• Extrait fourni:

---+---

Comme c'est pour Elle, on en verra d'autres, des billets, et tant mieux.
@ Kaisha : ; oui, le prix ELLE va mettre ce livre en avant et c'est tant mieux !
Un plaidoyer pour la liberté qui t'aurait laissée insensible, je me serais fait du souci, tu n'aurais plus été notre Clara! ;-)
@ Gwen : en effet:))))
Ce doit être passionnant. Faut-il nécessairement selon toi avoir lu Les versets sataniques avant de se pencher sur cette bio ?
Et dire qu'il est toujours vivant. Un sacré pied de nez.
@ Bladelor : non pas nécessairement justement car il explique le contenu des versets sataniques et ce pourquoi il l'avait écrit.
@ Alex : oui ! Un homme qu'on ne peut peut que respecter. Il représente des hommes, des femmes qui luttent pour la liberté d'expression ou/et qui sont victimes de l'intégrisme religieux par leurs opinions.

---+---

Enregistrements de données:
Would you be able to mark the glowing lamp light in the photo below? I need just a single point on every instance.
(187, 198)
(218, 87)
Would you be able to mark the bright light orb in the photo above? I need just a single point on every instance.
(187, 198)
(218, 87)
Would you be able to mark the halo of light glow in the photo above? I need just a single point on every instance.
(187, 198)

---+---

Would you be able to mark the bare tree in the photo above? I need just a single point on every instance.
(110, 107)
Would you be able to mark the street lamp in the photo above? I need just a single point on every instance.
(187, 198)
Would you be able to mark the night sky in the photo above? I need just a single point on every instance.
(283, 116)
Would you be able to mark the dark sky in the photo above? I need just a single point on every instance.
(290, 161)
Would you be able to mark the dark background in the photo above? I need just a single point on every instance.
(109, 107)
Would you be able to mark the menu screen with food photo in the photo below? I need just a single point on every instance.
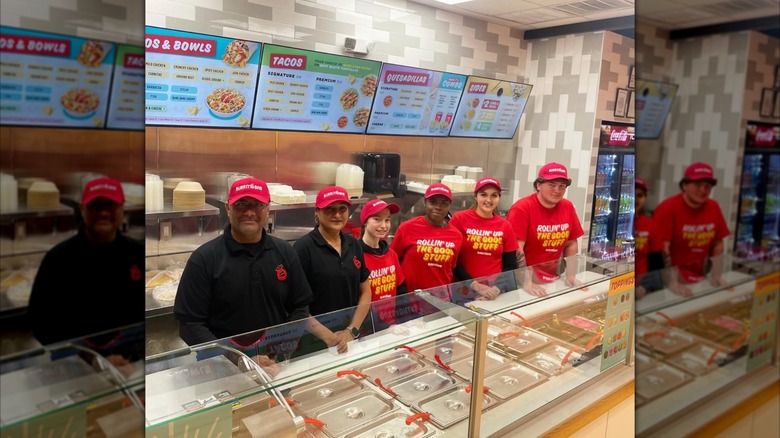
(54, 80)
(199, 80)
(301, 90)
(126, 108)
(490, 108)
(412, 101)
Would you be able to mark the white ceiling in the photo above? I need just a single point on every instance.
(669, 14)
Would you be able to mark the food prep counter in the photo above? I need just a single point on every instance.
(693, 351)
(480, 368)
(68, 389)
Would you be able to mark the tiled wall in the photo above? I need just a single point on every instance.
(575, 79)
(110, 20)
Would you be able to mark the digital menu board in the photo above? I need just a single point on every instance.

---+---

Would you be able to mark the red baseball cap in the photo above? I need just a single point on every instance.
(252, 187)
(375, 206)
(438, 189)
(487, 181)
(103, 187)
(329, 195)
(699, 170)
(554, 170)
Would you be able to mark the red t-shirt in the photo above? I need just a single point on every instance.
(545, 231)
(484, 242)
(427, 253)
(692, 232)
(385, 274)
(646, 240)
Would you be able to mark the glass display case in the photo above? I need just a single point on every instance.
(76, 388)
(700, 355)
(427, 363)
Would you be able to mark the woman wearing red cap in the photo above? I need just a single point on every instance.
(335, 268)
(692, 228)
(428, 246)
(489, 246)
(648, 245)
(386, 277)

---+---

• Consigne: Reprenez mot pour mot, s'il vous plaît, le passage de l'extrait allant de « Et dire qu'il » jusqu'à « par leurs opinions. ». Les items n'interviennent en rien ici.

• Réponse attendue:
Et dire qu'il est toujours vivant. Un sacré pied de nez.
@ Bladelor : non pas nécessairement justement car il explique le contenu des versets sataniques et ce pourquoi il l'avait écrit.
@ Alex : oui ! Un homme qu'on ne peut peut que respecter. Il représente des hommes, des femmes qui luttent pour la liberté d'expression ou/et qui sont victimes de l'intégrisme religieux par leurs opinions.